--- BEGIN ---
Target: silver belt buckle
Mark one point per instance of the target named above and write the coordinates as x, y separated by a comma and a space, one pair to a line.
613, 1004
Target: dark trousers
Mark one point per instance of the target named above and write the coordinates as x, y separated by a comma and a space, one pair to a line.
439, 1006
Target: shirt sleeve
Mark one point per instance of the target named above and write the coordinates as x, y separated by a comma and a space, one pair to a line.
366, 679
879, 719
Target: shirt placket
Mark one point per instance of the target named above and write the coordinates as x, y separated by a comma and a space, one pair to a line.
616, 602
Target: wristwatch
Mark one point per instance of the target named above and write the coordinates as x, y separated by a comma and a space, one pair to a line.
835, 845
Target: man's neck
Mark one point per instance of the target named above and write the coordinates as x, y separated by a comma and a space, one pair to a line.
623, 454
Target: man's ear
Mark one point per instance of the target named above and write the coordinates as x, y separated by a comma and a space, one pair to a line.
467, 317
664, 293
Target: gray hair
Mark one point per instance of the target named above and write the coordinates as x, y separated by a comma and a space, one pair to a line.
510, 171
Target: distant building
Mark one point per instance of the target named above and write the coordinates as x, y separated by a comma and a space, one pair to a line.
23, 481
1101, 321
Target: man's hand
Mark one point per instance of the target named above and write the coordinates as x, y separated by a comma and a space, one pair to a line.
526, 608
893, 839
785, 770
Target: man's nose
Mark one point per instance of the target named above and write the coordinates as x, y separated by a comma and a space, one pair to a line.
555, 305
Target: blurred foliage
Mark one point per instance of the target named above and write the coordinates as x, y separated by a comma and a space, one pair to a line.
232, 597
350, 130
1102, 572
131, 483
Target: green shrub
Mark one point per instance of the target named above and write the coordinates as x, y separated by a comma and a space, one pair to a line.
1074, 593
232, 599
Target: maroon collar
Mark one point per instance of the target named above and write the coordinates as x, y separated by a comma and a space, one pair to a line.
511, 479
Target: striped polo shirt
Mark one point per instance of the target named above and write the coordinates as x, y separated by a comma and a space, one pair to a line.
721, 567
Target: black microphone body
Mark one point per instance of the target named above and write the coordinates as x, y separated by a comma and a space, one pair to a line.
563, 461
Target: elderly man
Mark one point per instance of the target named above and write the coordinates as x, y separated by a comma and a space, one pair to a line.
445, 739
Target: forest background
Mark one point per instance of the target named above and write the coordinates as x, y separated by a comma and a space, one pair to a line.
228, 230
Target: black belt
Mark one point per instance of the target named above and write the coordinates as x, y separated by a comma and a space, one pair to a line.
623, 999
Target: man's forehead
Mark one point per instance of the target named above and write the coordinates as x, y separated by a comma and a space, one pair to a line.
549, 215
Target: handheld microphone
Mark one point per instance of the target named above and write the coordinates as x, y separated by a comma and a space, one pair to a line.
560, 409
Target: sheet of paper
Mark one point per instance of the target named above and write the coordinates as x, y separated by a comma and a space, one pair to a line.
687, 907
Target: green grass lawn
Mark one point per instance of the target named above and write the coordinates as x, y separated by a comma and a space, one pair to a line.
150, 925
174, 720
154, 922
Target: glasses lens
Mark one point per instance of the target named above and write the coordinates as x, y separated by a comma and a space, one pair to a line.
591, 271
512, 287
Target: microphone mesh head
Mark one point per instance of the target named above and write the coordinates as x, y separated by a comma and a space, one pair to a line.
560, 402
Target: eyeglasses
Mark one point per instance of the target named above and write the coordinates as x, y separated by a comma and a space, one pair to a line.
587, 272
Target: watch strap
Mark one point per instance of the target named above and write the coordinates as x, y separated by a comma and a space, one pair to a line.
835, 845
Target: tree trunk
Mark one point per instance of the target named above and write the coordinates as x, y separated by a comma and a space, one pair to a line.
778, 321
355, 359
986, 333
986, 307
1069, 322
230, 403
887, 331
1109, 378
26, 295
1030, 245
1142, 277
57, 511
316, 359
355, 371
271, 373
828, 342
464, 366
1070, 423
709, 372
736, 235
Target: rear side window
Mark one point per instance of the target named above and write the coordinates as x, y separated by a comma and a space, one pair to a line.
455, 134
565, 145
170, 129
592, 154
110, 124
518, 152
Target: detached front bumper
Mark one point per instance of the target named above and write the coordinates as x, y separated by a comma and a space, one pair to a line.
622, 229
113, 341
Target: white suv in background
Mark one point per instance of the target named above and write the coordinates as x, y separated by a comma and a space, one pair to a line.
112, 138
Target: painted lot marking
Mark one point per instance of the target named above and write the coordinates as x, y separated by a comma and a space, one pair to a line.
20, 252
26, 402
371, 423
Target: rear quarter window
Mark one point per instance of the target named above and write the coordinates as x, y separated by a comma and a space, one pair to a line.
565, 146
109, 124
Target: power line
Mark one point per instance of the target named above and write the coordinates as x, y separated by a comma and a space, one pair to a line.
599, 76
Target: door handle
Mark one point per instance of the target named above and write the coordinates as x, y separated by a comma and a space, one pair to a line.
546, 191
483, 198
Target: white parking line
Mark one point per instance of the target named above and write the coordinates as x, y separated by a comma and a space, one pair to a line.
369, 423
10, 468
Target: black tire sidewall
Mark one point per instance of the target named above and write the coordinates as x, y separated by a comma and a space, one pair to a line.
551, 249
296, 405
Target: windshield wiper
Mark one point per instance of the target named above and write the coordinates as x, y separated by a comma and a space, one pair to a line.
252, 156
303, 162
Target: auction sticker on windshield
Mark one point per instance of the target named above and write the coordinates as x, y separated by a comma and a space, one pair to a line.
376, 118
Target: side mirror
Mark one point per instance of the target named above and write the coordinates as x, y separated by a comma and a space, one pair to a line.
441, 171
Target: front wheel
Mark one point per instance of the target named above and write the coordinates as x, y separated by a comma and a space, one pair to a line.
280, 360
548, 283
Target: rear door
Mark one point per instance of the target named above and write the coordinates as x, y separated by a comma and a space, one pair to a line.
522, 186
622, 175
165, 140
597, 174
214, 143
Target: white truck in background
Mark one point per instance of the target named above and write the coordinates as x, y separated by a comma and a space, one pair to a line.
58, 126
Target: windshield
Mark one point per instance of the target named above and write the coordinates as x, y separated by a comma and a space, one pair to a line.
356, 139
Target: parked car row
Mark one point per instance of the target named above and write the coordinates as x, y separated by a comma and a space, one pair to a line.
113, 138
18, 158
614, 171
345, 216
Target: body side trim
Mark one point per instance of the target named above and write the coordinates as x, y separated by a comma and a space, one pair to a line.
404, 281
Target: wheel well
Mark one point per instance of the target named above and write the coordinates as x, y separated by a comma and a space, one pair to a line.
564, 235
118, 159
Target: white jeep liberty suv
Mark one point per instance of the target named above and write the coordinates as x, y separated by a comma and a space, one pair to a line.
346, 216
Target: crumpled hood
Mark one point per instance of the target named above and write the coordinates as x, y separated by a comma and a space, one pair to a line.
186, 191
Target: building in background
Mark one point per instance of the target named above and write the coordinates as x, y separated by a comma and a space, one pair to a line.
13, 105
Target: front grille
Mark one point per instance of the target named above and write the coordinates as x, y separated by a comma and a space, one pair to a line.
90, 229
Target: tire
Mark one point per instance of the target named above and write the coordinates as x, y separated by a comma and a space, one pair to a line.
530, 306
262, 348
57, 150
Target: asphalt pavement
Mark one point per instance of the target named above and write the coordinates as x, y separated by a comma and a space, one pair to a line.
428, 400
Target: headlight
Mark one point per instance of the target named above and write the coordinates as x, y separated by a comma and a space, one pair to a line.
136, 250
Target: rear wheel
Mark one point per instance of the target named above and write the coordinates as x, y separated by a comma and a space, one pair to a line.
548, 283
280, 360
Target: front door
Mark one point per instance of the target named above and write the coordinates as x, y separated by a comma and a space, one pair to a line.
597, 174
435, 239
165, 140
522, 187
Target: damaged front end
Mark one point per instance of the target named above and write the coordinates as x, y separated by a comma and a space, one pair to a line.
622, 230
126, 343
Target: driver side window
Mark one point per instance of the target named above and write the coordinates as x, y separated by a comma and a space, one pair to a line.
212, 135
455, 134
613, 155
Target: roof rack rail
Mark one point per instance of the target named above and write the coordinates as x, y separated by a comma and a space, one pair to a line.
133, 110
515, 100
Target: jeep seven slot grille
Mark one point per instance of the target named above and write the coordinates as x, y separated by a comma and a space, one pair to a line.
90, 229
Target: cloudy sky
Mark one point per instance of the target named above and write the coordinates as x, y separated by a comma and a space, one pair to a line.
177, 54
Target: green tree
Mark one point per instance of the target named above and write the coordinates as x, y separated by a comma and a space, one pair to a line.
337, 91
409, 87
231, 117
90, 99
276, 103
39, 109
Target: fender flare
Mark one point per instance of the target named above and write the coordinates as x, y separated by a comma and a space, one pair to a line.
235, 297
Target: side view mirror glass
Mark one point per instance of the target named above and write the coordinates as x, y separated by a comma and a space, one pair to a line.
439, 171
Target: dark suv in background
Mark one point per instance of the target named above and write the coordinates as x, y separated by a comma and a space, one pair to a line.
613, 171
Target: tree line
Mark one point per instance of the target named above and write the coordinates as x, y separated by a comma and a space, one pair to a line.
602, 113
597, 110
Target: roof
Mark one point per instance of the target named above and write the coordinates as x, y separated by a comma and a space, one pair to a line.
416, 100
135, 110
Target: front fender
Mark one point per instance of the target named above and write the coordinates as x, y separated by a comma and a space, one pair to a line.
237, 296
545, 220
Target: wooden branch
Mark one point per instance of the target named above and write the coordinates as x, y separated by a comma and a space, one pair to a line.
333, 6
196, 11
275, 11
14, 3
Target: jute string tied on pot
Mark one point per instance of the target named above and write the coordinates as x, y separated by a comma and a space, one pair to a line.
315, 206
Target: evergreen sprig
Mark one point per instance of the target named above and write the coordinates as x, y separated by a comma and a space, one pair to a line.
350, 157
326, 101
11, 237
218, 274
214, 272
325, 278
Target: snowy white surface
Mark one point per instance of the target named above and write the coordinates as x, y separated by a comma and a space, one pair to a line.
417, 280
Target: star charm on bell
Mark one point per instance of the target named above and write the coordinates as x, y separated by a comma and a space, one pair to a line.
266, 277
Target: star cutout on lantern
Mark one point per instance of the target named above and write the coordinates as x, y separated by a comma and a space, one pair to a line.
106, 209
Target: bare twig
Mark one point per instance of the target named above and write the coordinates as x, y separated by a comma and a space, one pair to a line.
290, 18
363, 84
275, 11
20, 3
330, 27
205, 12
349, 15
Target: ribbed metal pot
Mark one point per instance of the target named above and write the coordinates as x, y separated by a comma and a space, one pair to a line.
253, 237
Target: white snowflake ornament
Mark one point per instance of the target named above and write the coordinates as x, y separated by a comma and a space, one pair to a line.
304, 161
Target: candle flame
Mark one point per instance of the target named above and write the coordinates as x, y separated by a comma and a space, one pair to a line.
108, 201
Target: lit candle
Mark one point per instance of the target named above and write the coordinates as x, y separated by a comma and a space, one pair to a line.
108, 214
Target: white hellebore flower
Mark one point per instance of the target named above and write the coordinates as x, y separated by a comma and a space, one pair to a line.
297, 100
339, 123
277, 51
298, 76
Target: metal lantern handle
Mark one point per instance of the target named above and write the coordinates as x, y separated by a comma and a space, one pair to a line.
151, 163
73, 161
--- END ---
Do this: Only the lines from the one containing "Target: star charm on bell" to the end of the listing belong in the output, each reproduced exactly.

Exercise output:
Target: star charm on bell
Mark one point per instance of the target named above and write the coordinates as x, y separated by a comma and a space, one pair to a line.
266, 277
Target: star cutout on lantern
Mark one point per instance of the target named above and write the coordinates as x, y separated by a comma and a space, one pair to a line.
106, 209
Target: bare twig
Mark one point per instance of the target named above and write the coordinates as x, y separated by a comma and a space, one pair to a line.
290, 18
363, 84
275, 11
20, 3
330, 27
205, 12
349, 15
Target: ribbed metal pot
Mark one point per instance of the target named above and write the coordinates as x, y separated by a comma and a space, one pair to a line.
253, 237
Target: white snowflake ornament
Mark one point per instance of the target named above and write the coordinates as x, y separated by a comma and a space, one pair to a line.
304, 161
Target: candle flame
Mark one point per instance of the target named above and write the coordinates as x, y separated by a comma and a space, one pair to a line.
108, 201
Target: lit candle
Mark one point per instance of the target named above and write the coordinates as x, y separated by a comma and a space, one pair to a line.
108, 214
Target: white hellebore flower
Mark one point per instance of the target named above and write the coordinates as x, y separated by a comma and a space, one pair to a line.
297, 100
339, 123
277, 51
298, 76
Target: metal lantern handle
Mark one point per instance of the target named above and write the coordinates as x, y separated by a comma and a space, one pair to a line.
151, 163
73, 161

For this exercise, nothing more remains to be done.